There is one major difference between the first film and the second: the former was owned by the Walt Disney Company, the latter was not. With their deep cache of popular characters, their strategic acquisition of 21st Century Fox, and the unveiling of a new streaming service, Disney will tighten their grasp on the box office, leading to movie theaters full of sequels, reboots, and spin-offs, which will be bland, uninspired, and unoriginal.

Disney is already the most profitable studio in Hollywood. Over the last decade or so, Disney expanded outside of their traditional animation arena. Disney bought Lucasfilm for $4 billion in 2012. The first three Star Wars films released by Disney have made $4.2 billion as of January 1, according to Box Office Mojo. Disney bought Pixar in 2006, and their 2010 film “Toy Story 3,” is the second all-time highest grossing animated film, behind Disney’s own “Frozen.”

**Data shown:**
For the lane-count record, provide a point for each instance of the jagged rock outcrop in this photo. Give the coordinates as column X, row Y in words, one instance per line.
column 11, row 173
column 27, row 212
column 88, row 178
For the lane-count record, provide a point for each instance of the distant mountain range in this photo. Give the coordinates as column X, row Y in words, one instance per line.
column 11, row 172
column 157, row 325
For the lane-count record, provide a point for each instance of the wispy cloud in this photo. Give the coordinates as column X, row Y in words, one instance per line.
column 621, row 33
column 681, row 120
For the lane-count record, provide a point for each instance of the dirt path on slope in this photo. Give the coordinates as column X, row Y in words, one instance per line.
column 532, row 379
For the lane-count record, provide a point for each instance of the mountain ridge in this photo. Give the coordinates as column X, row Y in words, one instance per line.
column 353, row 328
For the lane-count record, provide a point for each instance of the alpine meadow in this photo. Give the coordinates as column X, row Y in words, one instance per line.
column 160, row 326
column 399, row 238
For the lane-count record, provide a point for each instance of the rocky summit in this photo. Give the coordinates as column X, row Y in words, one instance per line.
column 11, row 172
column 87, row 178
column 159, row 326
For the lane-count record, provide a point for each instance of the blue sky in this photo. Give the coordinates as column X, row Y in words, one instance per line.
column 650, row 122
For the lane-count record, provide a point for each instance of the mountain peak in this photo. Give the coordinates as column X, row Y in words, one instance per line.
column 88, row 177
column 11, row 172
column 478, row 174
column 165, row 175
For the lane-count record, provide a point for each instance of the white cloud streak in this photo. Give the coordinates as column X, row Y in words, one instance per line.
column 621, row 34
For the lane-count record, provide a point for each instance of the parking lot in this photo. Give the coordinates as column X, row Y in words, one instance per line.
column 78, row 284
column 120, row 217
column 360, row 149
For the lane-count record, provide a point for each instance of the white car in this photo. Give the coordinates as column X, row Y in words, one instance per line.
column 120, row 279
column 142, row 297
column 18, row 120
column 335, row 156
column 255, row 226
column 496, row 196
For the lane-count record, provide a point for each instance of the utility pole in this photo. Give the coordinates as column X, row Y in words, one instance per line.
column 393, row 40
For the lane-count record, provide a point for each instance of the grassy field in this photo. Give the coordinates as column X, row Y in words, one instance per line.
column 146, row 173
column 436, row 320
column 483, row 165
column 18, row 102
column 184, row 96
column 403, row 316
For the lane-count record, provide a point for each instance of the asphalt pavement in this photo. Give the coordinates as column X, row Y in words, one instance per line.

**Directive 1:** Copy the passage about Disney, starting at the words "There is one" and stopping after "uninspired, and unoriginal.", replacing "streaming service" with "video platform".
**Directive 2:** Retype the rows exactly, starting at the line that has "of the alpine" and stopping after the line that has "column 165, row 175".
The passage and the rows come from unrelated sources.

**Full answer 1:**
There is one major difference between the first film and the second: the former was owned by the Walt Disney Company, the latter was not. With their deep cache of popular characters, their strategic acquisition of 21st Century Fox, and the unveiling of a new video platform, Disney will tighten their grasp on the box office, leading to movie theaters full of sequels, reboots, and spin-offs, which will be bland, uninspired, and unoriginal.

**Full answer 2:**
For the lane-count record, provide a point for each instance of the alpine meadow in this photo. Give the coordinates as column X, row Y in words, one instance per line.
column 160, row 326
column 399, row 238
For the lane-count record, provide a point for each instance of the rocky summit in this photo. Give the coordinates as column X, row Y in words, one instance per line.
column 11, row 172
column 87, row 178
column 159, row 326
For the lane-count record, provide a point for each instance of the blue sky in this photo. Give the coordinates as column X, row Y in words, one instance per line.
column 650, row 122
For the lane-count record, provide a point for each instance of the mountain peak in this photo. Give the coordinates as column X, row Y in words, one instance per line.
column 88, row 177
column 11, row 172
column 478, row 174
column 165, row 175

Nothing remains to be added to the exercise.